**Requirement**
Present an exact copy of each line below.

====== Data shown

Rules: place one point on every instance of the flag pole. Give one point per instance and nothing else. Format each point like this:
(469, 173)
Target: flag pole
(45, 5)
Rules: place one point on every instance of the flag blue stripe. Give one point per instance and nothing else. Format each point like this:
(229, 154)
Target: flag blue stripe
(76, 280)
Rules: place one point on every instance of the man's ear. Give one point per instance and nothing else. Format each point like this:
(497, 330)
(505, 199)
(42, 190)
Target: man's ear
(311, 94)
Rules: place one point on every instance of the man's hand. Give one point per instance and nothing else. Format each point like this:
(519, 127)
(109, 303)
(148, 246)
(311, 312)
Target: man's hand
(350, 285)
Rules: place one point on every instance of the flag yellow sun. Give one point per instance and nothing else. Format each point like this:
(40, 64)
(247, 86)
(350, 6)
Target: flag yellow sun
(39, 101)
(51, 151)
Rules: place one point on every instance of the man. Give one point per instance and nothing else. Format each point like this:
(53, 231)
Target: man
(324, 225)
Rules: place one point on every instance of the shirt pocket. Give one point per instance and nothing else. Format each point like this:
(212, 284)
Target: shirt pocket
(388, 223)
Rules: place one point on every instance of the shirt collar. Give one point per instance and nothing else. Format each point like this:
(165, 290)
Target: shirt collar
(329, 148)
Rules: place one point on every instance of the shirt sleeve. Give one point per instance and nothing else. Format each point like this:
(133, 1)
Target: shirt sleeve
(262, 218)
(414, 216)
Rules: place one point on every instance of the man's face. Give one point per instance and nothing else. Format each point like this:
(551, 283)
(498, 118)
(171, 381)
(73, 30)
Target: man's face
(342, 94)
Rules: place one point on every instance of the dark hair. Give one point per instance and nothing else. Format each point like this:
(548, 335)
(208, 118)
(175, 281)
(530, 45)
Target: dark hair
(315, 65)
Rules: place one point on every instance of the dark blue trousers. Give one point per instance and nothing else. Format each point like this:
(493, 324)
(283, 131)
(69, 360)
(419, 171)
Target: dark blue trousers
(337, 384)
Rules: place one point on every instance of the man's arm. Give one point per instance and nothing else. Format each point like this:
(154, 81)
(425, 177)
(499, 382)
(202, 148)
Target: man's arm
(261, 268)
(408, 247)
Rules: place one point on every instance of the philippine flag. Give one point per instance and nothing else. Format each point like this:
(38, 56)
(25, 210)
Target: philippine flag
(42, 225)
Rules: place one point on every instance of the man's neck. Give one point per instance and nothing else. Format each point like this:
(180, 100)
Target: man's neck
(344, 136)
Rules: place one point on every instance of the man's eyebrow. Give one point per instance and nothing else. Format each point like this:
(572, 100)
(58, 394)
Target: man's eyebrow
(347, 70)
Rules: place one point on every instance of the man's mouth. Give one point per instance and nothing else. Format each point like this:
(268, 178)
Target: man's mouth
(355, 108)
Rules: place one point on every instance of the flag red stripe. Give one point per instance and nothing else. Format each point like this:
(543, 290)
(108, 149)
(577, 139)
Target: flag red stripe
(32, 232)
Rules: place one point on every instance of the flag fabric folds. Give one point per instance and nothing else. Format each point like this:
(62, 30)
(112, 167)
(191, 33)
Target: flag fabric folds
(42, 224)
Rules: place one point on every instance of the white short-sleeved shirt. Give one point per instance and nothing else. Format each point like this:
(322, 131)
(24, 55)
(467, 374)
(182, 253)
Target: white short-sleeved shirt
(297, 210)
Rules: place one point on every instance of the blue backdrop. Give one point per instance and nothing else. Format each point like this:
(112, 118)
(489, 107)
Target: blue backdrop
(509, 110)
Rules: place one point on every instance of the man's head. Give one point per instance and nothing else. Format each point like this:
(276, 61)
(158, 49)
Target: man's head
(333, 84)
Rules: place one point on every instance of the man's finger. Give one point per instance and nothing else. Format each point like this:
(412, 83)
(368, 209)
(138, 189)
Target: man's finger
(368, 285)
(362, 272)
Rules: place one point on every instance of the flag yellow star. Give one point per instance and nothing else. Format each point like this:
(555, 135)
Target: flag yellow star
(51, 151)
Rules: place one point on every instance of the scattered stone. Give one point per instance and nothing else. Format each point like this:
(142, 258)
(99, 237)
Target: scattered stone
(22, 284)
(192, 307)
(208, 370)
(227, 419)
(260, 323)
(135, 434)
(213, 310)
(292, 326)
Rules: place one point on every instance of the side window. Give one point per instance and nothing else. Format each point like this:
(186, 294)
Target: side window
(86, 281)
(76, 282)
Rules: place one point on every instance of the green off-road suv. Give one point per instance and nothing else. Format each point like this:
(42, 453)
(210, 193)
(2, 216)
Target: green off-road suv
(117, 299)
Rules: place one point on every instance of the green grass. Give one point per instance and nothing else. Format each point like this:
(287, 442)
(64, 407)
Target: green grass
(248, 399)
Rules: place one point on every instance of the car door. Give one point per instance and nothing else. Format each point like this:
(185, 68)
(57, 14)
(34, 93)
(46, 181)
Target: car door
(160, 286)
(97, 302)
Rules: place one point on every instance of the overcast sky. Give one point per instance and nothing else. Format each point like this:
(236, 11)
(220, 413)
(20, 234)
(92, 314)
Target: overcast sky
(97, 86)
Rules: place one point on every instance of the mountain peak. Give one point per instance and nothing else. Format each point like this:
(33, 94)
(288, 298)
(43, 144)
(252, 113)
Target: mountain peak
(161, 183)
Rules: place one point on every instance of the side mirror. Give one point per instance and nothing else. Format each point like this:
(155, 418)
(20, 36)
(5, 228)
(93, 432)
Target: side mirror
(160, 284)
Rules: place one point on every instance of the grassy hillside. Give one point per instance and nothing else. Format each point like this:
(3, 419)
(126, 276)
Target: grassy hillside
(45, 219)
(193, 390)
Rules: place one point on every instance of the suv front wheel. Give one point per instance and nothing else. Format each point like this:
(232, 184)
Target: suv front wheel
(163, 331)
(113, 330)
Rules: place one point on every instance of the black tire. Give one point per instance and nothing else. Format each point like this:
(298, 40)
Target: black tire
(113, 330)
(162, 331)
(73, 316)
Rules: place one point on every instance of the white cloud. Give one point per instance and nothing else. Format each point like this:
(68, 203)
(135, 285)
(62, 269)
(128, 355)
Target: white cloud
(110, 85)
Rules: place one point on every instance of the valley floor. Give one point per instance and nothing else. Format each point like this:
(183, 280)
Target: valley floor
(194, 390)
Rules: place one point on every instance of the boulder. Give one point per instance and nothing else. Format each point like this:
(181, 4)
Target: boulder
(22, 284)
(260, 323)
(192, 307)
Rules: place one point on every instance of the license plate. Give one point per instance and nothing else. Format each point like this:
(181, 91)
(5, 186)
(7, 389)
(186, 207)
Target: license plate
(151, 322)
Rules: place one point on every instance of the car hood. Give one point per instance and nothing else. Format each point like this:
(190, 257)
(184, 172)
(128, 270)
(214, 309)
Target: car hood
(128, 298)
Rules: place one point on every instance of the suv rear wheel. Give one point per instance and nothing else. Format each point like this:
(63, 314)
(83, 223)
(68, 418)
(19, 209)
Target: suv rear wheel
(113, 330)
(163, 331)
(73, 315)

============

**Answer area**
Rules: place one point on every instance of the flag pole. Give one point per instance and nothing else. Format each point like this:
(469, 173)
Target: flag pole
(45, 5)
Rules: place one point on every instance of the flag blue stripe. Give one point per instance and nothing else. Format each point like this:
(229, 154)
Target: flag blue stripe
(76, 280)
Rules: place one point on every instance of the man's ear. Give one point per instance and nothing else. Format each point like this:
(497, 330)
(505, 199)
(42, 190)
Target: man's ear
(311, 94)
Rules: place one point on every instance of the man's hand. Give one point per instance and nothing else. Format each point like this:
(519, 127)
(109, 303)
(148, 246)
(311, 312)
Target: man's hand
(350, 285)
Rules: place one point on every instance of the flag yellow sun. Give one point per instance and nothing else. Format each point like this:
(40, 64)
(247, 86)
(350, 6)
Target: flag yellow sun
(39, 101)
(51, 151)
Rules: place one point on every instance of the man. Give one point per instance and nothing else. Format each point like this:
(53, 231)
Target: man
(324, 225)
Rules: place one point on every instance of the shirt pocket. Give one point per instance and nothing else. Format each point like this:
(212, 284)
Target: shirt pocket
(388, 223)
Rules: place one point on every instance of the shirt collar. Give one point per instance and nothing else. Format each point like this:
(165, 290)
Target: shirt collar
(329, 148)
Rules: place one point on every instance of the shirt sleeve. Give one point per instance and nothing else. Format each point like this:
(133, 1)
Target: shirt sleeve
(262, 218)
(414, 216)
Rules: place one point on every instance of the man's face. Give one point per instance and nothing else. Format each point like this:
(551, 283)
(498, 118)
(171, 381)
(73, 30)
Target: man's face
(342, 94)
Rules: place one point on every instance of the dark hair. Give one point per instance and nothing else. Format each point like this:
(548, 335)
(208, 118)
(175, 281)
(530, 45)
Target: dark hair
(315, 65)
Rules: place one point on every instance of the dark blue trousers. Give one point per instance and nothing else. Format each point like this:
(493, 324)
(283, 131)
(69, 360)
(419, 171)
Target: dark blue trousers
(337, 384)
Rules: place one point on every instance of the man's arm. Give one point per instance and nothing else. Format each point like this:
(154, 81)
(425, 177)
(499, 382)
(202, 148)
Target: man's arm
(261, 268)
(408, 247)
Rules: place one point on every instance of the philippine flag. Give one point per instance and nothing else. Format each point like this:
(38, 56)
(25, 210)
Target: philippine flag
(42, 225)
Rules: place one point on every instance of the man's neck. Give one point per instance and nothing else. Format each point like this:
(180, 100)
Target: man's neck
(344, 136)
Rules: place one point on every instance of the man's eyebrow. Give one point per instance and nothing else. Format each point like this:
(572, 100)
(58, 394)
Target: man's eyebrow
(347, 70)
Rules: place one point on every instance of the man's mouth. Give one point per instance and nothing else. Format each point like this:
(268, 178)
Target: man's mouth
(355, 108)
Rules: place one point on every instance of the flag red stripe. Give one point per instance and nothing else. Format each point like this:
(543, 290)
(108, 149)
(577, 139)
Target: flag red stripe
(32, 232)
Rules: place one point on every instance of the flag fabric folds. Give one point per instance and nothing else. Format each point like this:
(62, 30)
(112, 167)
(191, 33)
Target: flag fabric folds
(42, 224)
Rules: place one point on every instance of the white short-sleeved shirt. Give one point per instance and nothing else. Format each point like this:
(322, 131)
(24, 55)
(467, 374)
(182, 253)
Target: white short-sleeved shirt
(297, 210)
Rules: place one point on every instance of the blue backdrop. Give one point per instance and nothing else. Format each point like this:
(112, 118)
(489, 107)
Target: blue backdrop
(509, 110)
Rules: place one point on every instance of the man's head. Give one point per instance and nothing else. Format each point like this:
(276, 61)
(158, 49)
Target: man's head
(333, 84)
Rules: place one point on every instance of the man's finger. Give one point per instance and nothing else. Format each point like this:
(412, 83)
(368, 209)
(138, 189)
Target: man's finger
(368, 285)
(362, 272)
Rules: place one point on every instance of the flag yellow star. Give one point per instance and nothing else. Format each point like this:
(555, 135)
Target: flag yellow star
(51, 151)
Rules: place one point on every instance of the scattered stone. Give one point per instance and nothing else. Format each point like this:
(142, 258)
(99, 237)
Target: scattered stone
(22, 284)
(192, 307)
(208, 370)
(227, 419)
(260, 323)
(135, 434)
(213, 310)
(292, 326)
Rules: place one point on every instance of the side window. Give one point per instance and nothing else. Format each point like this:
(186, 294)
Target: side window
(86, 281)
(76, 282)
Rules: place one point on every instance of the green off-road suv. Give one point per instance and nothing else. Format each point like this:
(42, 453)
(210, 193)
(2, 216)
Target: green off-road suv
(117, 299)
Rules: place one point on every instance of the green grass. Give one point per instance and nothing else. Format each point like this:
(287, 442)
(64, 407)
Target: green grass
(248, 399)
Rules: place one point on every instance of the car door. Give one point per instance and nothing else. Format each point like this:
(185, 68)
(57, 14)
(34, 93)
(46, 181)
Target: car door
(160, 286)
(97, 302)
Rules: place one point on every instance of the overcast sky. Give one point per instance and nothing else. Format each point like this:
(236, 11)
(220, 413)
(20, 234)
(92, 314)
Target: overcast sky
(97, 86)
Rules: place one point on every instance of the mountain peak. Give one point per instance and nothing else. Format each point like this:
(33, 94)
(288, 298)
(43, 144)
(252, 113)
Target: mountain peak
(161, 183)
Rules: place one point on every instance of the side mirror. Give one point per instance and nothing else. Format each point like this:
(155, 418)
(20, 36)
(5, 228)
(93, 432)
Target: side mirror
(160, 284)
Rules: place one point on every instance of the grassy hillside. Give one point per instance and nothing else. Format each point like this:
(3, 419)
(126, 276)
Target: grassy hillside
(45, 219)
(193, 390)
Rules: place one point on every instance of the suv front wheel. Give one point per instance and nothing else. Format each point like this:
(232, 184)
Target: suv front wheel
(163, 331)
(113, 330)
Rules: place one point on every instance of the black tire. Give one point per instance and nothing else. Format each point like this:
(298, 40)
Target: black tire
(113, 330)
(162, 331)
(73, 316)
Rules: place one point on every instance of the white cloud. Give one point per instance and nothing else. Format each point like this:
(68, 203)
(135, 285)
(62, 269)
(128, 355)
Target: white cloud
(110, 85)
Rules: place one point on every instance of the valley floor. Give one point per instance and nothing else. Format each point like this:
(183, 280)
Target: valley floor
(194, 390)
Rules: place one point on every instance of the boulder. Give one point per instance and nothing else. Format each point like this:
(181, 4)
Target: boulder
(22, 284)
(260, 323)
(192, 307)
Rules: place one point on every instance of the license plate. Give one point per instance and nothing else. Format each point like this:
(181, 91)
(5, 186)
(7, 389)
(186, 207)
Target: license plate
(151, 322)
Rules: place one point on every instance of the car hood. Give one point per instance and nothing else. Format each point like this:
(190, 257)
(184, 172)
(128, 270)
(214, 309)
Target: car hood
(128, 298)
Rules: place one point on every instance of the suv rear wheel. Give one point per instance and nothing else. Format each point like this:
(63, 314)
(83, 223)
(68, 418)
(19, 209)
Target: suv rear wheel
(113, 330)
(163, 331)
(73, 315)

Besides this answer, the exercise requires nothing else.